Problem description:
Copy the passage of the article on portfolio management for startup accelerators from "In the last" to "make it happen.".

Text:
───

Portfolio management for startup accelerators: what to measure and how to do it

Measuring

In the last post we argued that the startup accelerators, due to resource and business model limitations, should not apply the active VC-style model of portfolio management. Instead, they should act as connectors and focus on helping graduates of their programs secure next round of funding, precisely by VC funds. To achieve this objective they should:

  • Present portfolio startups regularly to investors during informal meetings and at various events they attend, not only during demo days;
  • Match mentors with graduate companies, not only with the current batch;
  • Increase the likelihood of connections by promoting all their startups via social media, events, workshops, or in newsletters sent to accelerator’s stakeholders;
  • Keep track of fundraising related KPIs; and
  • Never stop thinking about portfolio startups.

With this framework in mind, let’s see how they can make it happen.

What to measure?

To help their portfolio startups, the accelerator team first needs to have access to relevant and up-to-date information about each of the startups. We suggest requesting regular updates about:

  • Traction. This is a magic word among startup investors and one of the key factors taken into consideration when deciding whether to make an investment. Traction takes form of metrics that demonstrate the attractiveness of startup’s value proposition to customers. To an investor, they are an indication of a startup’s future earning potential or exit value. The metrics themselves depend heavily on the type of startup, stage and business model. For example, key metrics for a SaaS startup are around number/growth of subscribers and their LTV. A marketplace startup should report metrics related to transactions made on their platform. Key metrics for a social network are daily active users and their engagement such as average visit duration, number of activities, etc. The accelerator and a startup should agree on max 2 or 3 metrics that best describe growth for each startup – in money terms, percentage growth or absolute numbers.
  • Fundraising. This should be information about current valuation, how much the startup is looking to raise, who are current investors, what kind of investor profile is the startup looking for, who they are talking to now, etc.

───

Records shown:
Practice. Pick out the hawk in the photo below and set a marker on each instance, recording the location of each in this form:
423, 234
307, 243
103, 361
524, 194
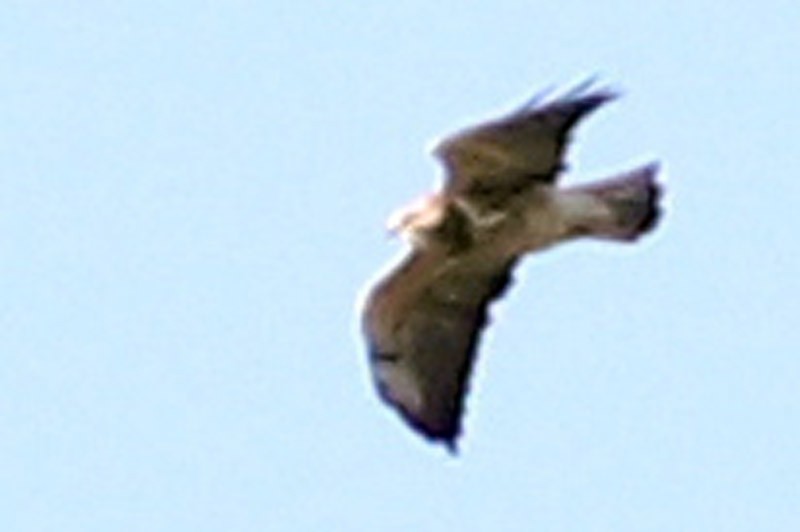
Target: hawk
500, 201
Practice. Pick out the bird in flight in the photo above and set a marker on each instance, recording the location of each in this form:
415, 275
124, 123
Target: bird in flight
500, 201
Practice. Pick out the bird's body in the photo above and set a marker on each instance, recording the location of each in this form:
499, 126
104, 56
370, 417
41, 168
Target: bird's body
423, 321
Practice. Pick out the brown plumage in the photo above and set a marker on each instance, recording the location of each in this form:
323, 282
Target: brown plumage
500, 201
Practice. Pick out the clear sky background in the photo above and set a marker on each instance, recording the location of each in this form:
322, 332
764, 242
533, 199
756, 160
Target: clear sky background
192, 194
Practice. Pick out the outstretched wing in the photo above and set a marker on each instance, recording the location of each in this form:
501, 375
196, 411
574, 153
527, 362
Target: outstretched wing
423, 325
526, 146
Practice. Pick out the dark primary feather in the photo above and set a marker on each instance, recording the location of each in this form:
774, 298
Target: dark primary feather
423, 326
526, 146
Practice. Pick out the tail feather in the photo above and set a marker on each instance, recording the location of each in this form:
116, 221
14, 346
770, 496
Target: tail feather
630, 201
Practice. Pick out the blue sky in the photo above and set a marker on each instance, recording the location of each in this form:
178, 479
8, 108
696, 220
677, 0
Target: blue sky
193, 195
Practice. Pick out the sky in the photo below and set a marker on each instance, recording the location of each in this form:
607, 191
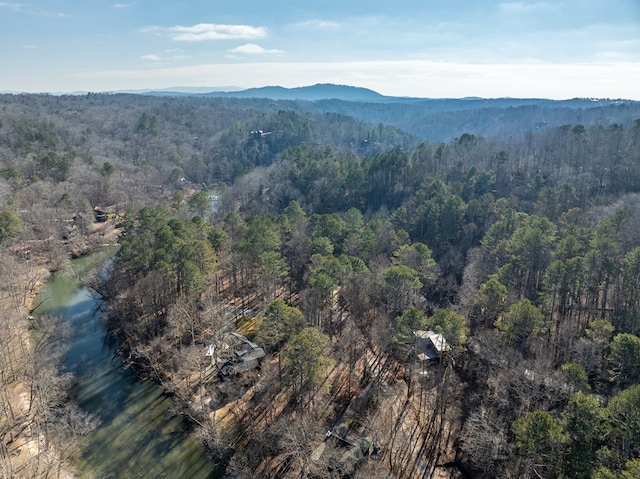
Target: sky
414, 48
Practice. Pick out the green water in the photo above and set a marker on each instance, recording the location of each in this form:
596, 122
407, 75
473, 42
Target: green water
138, 436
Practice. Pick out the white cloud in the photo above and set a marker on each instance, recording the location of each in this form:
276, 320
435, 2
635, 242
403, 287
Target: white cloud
158, 59
252, 49
208, 31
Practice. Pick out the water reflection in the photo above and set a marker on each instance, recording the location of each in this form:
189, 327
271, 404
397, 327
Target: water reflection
138, 436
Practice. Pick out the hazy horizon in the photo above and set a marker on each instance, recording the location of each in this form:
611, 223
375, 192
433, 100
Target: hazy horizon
439, 49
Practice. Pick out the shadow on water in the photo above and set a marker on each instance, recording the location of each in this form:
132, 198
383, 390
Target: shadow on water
138, 437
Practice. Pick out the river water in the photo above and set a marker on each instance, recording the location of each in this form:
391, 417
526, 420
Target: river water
138, 436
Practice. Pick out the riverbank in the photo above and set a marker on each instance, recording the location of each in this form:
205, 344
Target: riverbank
26, 451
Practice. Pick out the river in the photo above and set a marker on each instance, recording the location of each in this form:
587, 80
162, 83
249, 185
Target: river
138, 436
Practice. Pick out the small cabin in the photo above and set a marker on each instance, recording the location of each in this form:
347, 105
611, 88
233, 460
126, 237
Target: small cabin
430, 345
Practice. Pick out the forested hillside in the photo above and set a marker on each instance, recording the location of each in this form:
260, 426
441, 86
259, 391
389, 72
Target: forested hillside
330, 243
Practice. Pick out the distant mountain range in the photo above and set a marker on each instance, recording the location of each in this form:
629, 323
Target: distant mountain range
320, 91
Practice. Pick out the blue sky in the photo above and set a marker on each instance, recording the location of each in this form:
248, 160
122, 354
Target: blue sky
422, 48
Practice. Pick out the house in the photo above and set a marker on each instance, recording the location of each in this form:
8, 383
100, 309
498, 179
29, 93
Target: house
430, 345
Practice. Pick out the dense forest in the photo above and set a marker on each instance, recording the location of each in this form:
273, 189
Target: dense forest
333, 244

───

Written response:
In the last post we argued that the startup accelerators, due to resource and business model limitations, should not apply the active VC-style model of portfolio management. Instead, they should act as connectors and focus on helping graduates of their programs secure next round of funding, precisely by VC funds. To achieve this objective they should:

  • Present portfolio startups regularly to investors during informal meetings and at various events they attend, not only during demo days;
  • Match mentors with graduate companies, not only with the current batch;
  • Increase the likelihood of connections by promoting all their startups via social media, events, workshops, or in newsletters sent to accelerator’s stakeholders;
  • Keep track of fundraising related KPIs; and
  • Never stop thinking about portfolio startups.

With this framework in mind, let’s see how they can make it happen.